- Extract
.....
Greenheck: products and EPD coverage snapshot
Greenheck is a go‑to name on mechanical schedules. Fans, louvers, make‑up air, even rooftop units. This quick read maps what they sell, where EPDs already help them win specs, and where missing declarations may be quietly costing opportunities on projects that prefer or require product‑specific EPDs.


Greenheck in one glance
Greenheck designs and manufactures equipment across air movement, air control, air conditioning, and air distribution for non‑residential buildings. Think roof and inline fans, kitchen ventilation systems, energy recovery ventilators, dedicated outdoor air systems, rooftop units, dampers, and louvers. Their catalog spans multiple product categories with hundreds of SKUs. See their sustainability posture here for flavor and philosophy (Greenheck sustainability).
What they likely sell the most of
Across education, healthcare, retail, light industrial, and food service, the volume movers are typically roof‑mounted exhaust and supply fans, inline fans, small ERVs, make‑up air, and a wide range of louvers and combination louver‑dampers. On many projects these items are standard components, not discretionary upgrades, which makes transparent documentation a spec advantage.
Where EPDs exist today
We see broad EPD coverage on louvers and combination louver‑dampers, with several dozen product‑specific declarations live and clustered under recent program operator publications. Individual Greenheck product pages for hurricane‑rated louvers directly link to an Environmental Product Declaration, confirming product‑level coverage on that family.
Where coverage appears thin
As of December 18, 2025, we did not find product‑specific EPDs for core fan lines, energy recovery ventilators, or the newer rooftop units. Those are common line items in submittals, so the absence of EPDs can nudge teams toward competitors when carbon accounting or owner policies prefer them. If any exist in niche channels, they are not broadly visible to specifiers yet.
Competitors you’ll meet on the same projects
Different applications pull in different rivals. A few to watch:
- Fans and AHUs: Systemair publishes EPDs covering air handling units and select fans with validity into 2029 (EPD Norway, 2024; valid to 2029) (EPD Norway, 2024).
- Louvers: Construction Specialties lists Architectural Louvers with an NSF‑verified EPD valid from 2024 to 2029 (NSF International, 2024) (NSF International, 2024). Airolite also markets louver EPDs in the same window via Smart EPD.
- Kitchen ventilation and make‑up air: CaptiveAire is a frequent alternate. For lab exhaust and large fans, Twin City Fan, Loren Cook, and Systemair often appear. For air distribution, Price, Titus, and Krueger are common.
Why this matters commercially
On many public and private specs, products without a product‑specific EPD incur a modeling penalty or cannot contribute to owner targets under green building programs. Teams then reach for comparable equipment that carries verified data, which means the EPD holder is less likely to be swapped out late in design. The cost to develop an EPD is typically dwarfed by a single mid‑size project win.
.....
(Bounding box annotation entries)
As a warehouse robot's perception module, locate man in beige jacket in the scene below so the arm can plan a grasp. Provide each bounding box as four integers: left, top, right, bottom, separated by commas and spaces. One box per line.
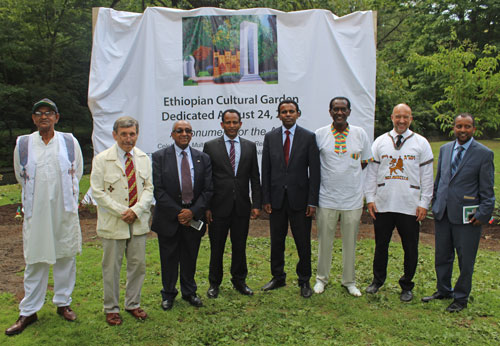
90, 117, 153, 326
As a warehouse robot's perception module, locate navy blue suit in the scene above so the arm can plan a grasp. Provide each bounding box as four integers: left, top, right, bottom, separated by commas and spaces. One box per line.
432, 139, 495, 303
262, 125, 320, 284
151, 145, 212, 300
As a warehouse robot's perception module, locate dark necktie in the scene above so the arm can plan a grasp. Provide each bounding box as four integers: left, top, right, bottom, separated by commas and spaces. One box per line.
181, 150, 193, 204
229, 140, 236, 175
451, 145, 464, 175
125, 153, 137, 207
396, 135, 403, 149
283, 130, 290, 166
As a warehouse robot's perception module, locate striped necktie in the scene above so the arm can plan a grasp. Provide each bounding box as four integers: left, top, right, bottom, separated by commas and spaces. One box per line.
283, 130, 290, 166
229, 139, 236, 175
451, 145, 464, 175
181, 150, 193, 204
125, 153, 137, 207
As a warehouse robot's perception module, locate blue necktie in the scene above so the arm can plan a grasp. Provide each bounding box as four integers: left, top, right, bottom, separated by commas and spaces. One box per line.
451, 145, 464, 175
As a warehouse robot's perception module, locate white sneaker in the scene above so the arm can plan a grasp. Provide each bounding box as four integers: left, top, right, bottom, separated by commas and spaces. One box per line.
314, 281, 325, 294
346, 285, 361, 297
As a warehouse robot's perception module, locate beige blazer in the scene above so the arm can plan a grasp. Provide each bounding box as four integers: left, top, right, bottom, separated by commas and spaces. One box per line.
90, 143, 153, 239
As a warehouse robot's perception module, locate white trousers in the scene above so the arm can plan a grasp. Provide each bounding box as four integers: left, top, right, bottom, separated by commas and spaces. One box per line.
316, 208, 363, 287
19, 256, 76, 316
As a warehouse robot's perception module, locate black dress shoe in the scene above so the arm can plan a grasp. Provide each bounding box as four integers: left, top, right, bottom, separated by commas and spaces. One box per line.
446, 300, 467, 312
262, 278, 286, 291
366, 283, 380, 294
300, 282, 312, 298
182, 294, 203, 308
207, 285, 219, 299
233, 284, 253, 296
422, 292, 452, 303
399, 290, 413, 302
161, 299, 174, 311
5, 313, 38, 336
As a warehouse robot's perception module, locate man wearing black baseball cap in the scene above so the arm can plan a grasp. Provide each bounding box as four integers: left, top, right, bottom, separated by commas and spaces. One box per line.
5, 98, 83, 335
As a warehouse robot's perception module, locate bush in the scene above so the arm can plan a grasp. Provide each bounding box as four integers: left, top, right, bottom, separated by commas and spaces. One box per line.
214, 72, 241, 84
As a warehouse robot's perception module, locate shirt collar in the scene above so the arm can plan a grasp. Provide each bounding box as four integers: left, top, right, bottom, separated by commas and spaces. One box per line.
224, 133, 240, 143
116, 144, 134, 157
453, 137, 473, 150
281, 124, 297, 136
389, 129, 413, 138
174, 143, 191, 156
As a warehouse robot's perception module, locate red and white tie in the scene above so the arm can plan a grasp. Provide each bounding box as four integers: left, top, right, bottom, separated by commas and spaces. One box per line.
125, 153, 137, 207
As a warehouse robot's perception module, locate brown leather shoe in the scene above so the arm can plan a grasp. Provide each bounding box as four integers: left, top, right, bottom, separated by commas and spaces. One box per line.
57, 305, 76, 322
5, 313, 38, 336
106, 312, 122, 326
125, 308, 148, 320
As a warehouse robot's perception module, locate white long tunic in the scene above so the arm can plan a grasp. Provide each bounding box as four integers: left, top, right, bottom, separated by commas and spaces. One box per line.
14, 133, 83, 264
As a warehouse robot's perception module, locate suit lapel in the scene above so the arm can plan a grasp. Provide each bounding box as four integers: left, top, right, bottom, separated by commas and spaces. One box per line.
235, 137, 247, 176
450, 139, 476, 178
290, 125, 302, 166
110, 144, 125, 174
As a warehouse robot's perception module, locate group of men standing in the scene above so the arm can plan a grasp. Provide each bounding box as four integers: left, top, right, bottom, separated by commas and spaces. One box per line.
5, 97, 495, 335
.....
- Required work
Change "frequent alternate" to "common alternate" in the Greenheck snapshot, then write out the passage between "- Louvers: Construction" and "Krueger are common.", inclusive, with that change made. You won't need the listing for this.

- Correct output
- Louvers: Construction Specialties lists Architectural Louvers with an NSF‑verified EPD valid from 2024 to 2029 (NSF International, 2024) (NSF International, 2024). Airolite also markets louver EPDs in the same window via Smart EPD.
- Kitchen ventilation and make‑up air: CaptiveAire is a common alternate. For lab exhaust and large fans, Twin City Fan, Loren Cook, and Systemair often appear. For air distribution, Price, Titus, and Krueger are common.